→ **Work to complete**:
Locate each line in the entries below that contains the string "this" and copy those lines. Case counts.

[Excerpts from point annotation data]
____________________
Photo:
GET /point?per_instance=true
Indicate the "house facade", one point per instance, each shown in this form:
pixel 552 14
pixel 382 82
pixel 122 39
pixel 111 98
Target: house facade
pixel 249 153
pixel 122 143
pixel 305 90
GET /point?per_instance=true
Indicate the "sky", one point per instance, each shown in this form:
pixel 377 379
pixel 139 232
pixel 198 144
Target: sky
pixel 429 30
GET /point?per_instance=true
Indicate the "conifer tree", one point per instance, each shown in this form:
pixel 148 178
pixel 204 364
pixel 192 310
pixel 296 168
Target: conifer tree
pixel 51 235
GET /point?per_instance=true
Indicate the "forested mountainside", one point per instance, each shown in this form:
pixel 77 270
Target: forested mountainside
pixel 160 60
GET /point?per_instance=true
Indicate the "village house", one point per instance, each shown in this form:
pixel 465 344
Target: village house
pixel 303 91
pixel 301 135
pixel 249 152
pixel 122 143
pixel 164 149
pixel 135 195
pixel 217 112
____________________
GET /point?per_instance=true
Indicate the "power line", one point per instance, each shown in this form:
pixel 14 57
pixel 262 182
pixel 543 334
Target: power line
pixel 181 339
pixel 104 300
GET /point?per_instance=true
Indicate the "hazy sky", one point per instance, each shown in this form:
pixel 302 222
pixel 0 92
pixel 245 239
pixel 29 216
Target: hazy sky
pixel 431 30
____________________
→ **Answer in full**:
Indicate the "house facade", one point per instance, each shown in this form:
Indicate the "sky", one point per instance, each shown in this form:
Indicate the "conifer tree", one point per instance, each shown in this form:
Indicate the "forested mountainside", one point per instance, each shown in this form:
Indicate the "village house", one point per instance, each shown in this form:
Indicate the "power line", one point per instance, each shown in this form:
Indicate the "hazy sky", one point per instance, each shown in this form:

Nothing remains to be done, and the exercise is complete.